Problem statement
Scan the lines below for the string "wooden" and copy every one that has it.

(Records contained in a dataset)
-.-.-
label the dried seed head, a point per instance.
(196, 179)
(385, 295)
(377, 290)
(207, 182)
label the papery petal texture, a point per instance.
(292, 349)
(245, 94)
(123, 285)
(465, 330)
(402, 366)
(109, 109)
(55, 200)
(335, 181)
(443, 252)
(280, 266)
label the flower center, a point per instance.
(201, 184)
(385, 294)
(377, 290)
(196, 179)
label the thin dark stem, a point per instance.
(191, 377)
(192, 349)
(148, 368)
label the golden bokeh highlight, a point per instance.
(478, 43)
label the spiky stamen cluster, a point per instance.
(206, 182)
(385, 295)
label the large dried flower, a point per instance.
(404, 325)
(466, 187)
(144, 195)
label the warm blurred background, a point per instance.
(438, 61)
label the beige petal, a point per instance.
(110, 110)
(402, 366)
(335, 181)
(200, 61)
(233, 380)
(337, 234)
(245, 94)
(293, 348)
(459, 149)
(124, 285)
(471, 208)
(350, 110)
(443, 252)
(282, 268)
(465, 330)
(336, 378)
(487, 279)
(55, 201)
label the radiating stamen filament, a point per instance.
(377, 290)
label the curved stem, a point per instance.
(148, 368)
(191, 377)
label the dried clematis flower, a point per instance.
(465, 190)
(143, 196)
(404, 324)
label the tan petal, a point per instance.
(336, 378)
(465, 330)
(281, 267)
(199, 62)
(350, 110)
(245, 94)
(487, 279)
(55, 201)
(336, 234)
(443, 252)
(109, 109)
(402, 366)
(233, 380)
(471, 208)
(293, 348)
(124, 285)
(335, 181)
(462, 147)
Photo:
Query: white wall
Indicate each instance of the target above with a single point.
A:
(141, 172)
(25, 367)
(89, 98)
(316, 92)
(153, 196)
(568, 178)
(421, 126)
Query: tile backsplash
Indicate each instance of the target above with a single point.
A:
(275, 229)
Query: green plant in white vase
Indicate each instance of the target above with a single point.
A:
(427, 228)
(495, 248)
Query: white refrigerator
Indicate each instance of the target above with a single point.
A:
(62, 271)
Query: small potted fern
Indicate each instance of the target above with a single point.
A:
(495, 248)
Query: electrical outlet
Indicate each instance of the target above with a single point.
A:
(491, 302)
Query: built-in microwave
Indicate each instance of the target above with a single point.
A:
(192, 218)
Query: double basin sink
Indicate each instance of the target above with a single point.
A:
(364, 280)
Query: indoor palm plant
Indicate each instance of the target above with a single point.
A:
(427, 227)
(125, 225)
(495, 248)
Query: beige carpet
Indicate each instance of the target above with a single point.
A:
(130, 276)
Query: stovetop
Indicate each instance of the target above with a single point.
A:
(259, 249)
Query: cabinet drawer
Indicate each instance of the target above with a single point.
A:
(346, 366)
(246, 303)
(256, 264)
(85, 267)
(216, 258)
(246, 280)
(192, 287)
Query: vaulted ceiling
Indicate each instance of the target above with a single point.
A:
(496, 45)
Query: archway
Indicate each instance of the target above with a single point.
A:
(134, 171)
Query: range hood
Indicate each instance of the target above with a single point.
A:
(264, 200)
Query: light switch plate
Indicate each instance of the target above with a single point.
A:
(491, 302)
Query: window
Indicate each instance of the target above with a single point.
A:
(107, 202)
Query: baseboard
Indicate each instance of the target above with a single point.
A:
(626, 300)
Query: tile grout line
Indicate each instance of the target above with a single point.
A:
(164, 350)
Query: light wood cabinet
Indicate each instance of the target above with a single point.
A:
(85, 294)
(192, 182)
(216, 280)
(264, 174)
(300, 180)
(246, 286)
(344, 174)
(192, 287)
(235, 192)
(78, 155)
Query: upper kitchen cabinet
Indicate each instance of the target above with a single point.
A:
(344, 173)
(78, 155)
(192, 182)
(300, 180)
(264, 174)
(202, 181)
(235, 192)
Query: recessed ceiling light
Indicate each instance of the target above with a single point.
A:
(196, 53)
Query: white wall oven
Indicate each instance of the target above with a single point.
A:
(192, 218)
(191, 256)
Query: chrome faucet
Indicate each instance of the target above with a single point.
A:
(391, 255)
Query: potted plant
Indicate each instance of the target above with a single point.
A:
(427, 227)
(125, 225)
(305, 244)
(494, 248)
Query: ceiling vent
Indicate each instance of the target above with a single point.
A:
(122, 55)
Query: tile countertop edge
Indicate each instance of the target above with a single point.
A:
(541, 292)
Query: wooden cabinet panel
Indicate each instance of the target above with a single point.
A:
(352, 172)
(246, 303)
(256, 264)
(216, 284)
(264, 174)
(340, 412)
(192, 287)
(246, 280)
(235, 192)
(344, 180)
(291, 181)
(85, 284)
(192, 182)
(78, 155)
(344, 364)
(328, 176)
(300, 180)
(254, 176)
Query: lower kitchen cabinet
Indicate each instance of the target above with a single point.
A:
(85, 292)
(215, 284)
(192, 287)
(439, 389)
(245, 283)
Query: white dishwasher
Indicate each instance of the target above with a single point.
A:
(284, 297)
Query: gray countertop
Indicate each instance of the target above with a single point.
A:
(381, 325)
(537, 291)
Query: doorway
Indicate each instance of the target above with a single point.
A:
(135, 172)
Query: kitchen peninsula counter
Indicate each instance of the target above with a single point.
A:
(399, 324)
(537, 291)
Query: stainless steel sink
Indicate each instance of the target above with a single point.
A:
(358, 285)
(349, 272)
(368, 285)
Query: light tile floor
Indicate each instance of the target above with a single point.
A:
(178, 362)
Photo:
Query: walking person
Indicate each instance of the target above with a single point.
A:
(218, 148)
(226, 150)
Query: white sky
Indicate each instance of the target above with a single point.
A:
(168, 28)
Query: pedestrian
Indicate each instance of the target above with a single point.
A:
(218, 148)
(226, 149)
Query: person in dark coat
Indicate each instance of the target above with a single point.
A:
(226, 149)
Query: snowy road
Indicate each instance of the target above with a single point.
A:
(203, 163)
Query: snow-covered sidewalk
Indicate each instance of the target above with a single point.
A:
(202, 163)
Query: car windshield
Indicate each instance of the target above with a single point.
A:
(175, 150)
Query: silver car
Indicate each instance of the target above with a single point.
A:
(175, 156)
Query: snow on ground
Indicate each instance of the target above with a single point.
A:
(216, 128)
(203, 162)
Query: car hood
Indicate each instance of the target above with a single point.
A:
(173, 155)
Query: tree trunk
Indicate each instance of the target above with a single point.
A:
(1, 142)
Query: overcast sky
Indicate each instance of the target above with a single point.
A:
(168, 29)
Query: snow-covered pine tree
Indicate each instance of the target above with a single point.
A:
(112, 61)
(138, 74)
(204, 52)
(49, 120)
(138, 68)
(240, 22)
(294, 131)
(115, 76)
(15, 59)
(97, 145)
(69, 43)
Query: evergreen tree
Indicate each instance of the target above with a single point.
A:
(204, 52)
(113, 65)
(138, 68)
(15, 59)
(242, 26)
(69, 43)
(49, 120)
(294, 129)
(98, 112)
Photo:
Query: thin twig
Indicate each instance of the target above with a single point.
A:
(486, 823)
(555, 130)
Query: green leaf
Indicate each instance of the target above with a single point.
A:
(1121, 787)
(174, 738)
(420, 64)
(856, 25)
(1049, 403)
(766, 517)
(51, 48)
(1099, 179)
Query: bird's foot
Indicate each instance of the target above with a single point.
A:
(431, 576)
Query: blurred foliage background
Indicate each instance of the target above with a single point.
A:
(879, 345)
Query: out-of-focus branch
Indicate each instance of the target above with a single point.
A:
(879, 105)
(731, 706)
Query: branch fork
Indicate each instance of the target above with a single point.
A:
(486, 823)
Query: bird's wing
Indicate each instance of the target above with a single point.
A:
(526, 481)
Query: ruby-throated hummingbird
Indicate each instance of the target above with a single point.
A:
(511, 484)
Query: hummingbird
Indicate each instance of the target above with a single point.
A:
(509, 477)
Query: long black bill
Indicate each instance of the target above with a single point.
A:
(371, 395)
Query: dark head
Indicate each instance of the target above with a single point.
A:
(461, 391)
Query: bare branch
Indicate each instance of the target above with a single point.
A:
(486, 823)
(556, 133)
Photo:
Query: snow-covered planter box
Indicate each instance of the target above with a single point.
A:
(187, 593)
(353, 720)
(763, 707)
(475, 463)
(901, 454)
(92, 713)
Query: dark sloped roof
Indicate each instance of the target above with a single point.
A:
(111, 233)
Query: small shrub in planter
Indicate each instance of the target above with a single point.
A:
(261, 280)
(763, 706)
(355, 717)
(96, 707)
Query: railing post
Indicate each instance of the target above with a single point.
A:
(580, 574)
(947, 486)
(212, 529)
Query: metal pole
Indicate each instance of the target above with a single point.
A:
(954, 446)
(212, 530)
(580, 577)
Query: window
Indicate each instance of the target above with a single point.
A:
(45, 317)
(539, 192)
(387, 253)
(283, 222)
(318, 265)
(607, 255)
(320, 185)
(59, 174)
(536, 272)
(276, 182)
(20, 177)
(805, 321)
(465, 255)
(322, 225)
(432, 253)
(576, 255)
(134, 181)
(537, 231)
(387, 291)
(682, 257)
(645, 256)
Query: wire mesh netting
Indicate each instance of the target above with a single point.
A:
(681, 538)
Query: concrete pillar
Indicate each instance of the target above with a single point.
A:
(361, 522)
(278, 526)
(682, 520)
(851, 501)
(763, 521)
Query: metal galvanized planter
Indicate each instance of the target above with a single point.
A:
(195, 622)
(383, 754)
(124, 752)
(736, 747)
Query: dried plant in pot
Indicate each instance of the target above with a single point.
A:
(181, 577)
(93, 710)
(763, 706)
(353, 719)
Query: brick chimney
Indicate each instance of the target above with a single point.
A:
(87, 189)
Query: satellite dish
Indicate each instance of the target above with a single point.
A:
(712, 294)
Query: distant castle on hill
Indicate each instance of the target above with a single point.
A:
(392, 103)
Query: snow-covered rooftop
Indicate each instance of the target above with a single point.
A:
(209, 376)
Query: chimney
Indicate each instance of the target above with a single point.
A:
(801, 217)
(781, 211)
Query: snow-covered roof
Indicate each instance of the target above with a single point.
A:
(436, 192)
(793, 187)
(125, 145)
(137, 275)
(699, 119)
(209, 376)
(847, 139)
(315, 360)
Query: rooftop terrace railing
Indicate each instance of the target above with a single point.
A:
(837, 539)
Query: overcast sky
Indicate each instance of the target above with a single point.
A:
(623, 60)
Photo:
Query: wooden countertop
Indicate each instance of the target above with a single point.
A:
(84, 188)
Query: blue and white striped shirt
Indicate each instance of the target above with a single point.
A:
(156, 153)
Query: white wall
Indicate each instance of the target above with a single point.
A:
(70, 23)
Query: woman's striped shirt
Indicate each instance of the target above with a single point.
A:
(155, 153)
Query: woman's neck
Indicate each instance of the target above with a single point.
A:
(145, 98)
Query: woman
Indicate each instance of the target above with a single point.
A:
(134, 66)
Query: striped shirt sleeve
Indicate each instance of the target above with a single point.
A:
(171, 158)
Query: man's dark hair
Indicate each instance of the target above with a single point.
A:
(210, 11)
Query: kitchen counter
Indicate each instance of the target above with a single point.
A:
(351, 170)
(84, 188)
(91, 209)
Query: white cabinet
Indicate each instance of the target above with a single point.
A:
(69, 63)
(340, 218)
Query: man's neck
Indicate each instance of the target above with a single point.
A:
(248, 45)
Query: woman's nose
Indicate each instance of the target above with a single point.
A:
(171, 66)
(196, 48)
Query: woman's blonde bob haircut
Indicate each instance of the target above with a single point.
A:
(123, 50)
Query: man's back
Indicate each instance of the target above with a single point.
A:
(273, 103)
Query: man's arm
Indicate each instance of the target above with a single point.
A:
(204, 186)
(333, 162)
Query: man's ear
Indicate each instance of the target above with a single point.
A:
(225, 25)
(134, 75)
-.-.-
Solved exercise
Query: wooden cabinet panel
Query: wooden countertop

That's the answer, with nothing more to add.